Text provided:
--- begin ---

Paul Lovatt-Cooper (born 21 March 1976) is an English percussionist and composer. He currently holds the position of Director of Music at Factory Transmedia, and is the Managing Director of his music company PLC Music. Lovatt-Cooper is also Composer in Association with the Black Dyke Band.

Early life
Paul Lovatt-Cooper was born and raised in Alderney. His parents were Officers in the Salvation Army. He was quickly introduced into music by all of his family members who were all keen musicians and keen to keep the family tradition going. Lovatt-Cooper started his musical career by playing the drums at school at the age of twelve. He joined the school band shortly after, which led to an invitation to play for former British Open Champions Kennedy's Swinton Band. The invitation came from his music teacher and conductor of the band Kevin Bolton.

Career

Percussionist
As a percussionist, Paul Lovatt-Cooper has been moderately successful. At the age of 12 he began performing with the Kennedy's Swinton Band. He was invited to audition for the Williams Fairey Band in 1992 and passed. Lovatt-Cooper became a regular soloist and also became Principal Percussionist with the Williams Fairey Band. In 2003 Lovatt-Cooper left Faireys to join the Black Dyke Band as percussionist.

Composer
Paul Lovatt-Cooper started composing whilst at the University of Salford, studying under the brass and wind band composer Peter Graham.

After joining Black Dyke, the professional conductor Dr Nicholas Childs realised Lovatt-Cooper's potential as a composer. He soon had the band performing Lovatt-Cooper's works, starting with the world premiere of his Trombone Concerto "Earth's Fury" at Birmingham's Symphony Hall, which was recorded and broadcast on BBC Radio 2. In 2005 Lovatt-Cooper won the Brighouse and Rastrick Brass Band's 125th Anniversary Composers Competition with his piece "West Rydings".

Lovatt-Cooper's "Where Eagles Sing" was included as the finale to Karl Jenkins' CD This Land of Ours. "Where Eagles Sing" was also performed on BBC Radio 2's Friday Night is Music Night by the Band of the Coldstream Guards.

Lovatt-Cooper's music was featured in the gala concert of the National Championships of Switzerland 2007 by International Soloist David Childs where Lovatt-Cooper was the invited guest. Lovatt-Cooper's piece "The Dark Side of the Moon" was selected as a test piece for the regional championships 2008 and received performances all over the world. It has also been selected as the test piece for the Dutch National Championships 2008.

--- end ---

Copy the passage on Paul Lovatt-Cooper word for word between "Lovatt-Cooper's music was" and "National Championships 2008.", inclusive. The items that follow have no connection to the passage on Paul Lovatt-Cooper.

Supplied information:
--- begin ---

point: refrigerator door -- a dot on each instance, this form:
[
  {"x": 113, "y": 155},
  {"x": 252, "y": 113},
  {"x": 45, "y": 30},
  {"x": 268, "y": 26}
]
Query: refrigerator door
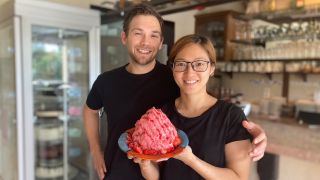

--- end ---

Full response:
Lovatt-Cooper's music was featured in the gala concert of the National Championships of Switzerland 2007 by International Soloist David Childs where Lovatt-Cooper was the invited guest. Lovatt-Cooper's piece "The Dark Side of the Moon" was selected as a test piece for the regional championships 2008 and received performances all over the world. It has also been selected as the test piece for the Dutch National Championships 2008.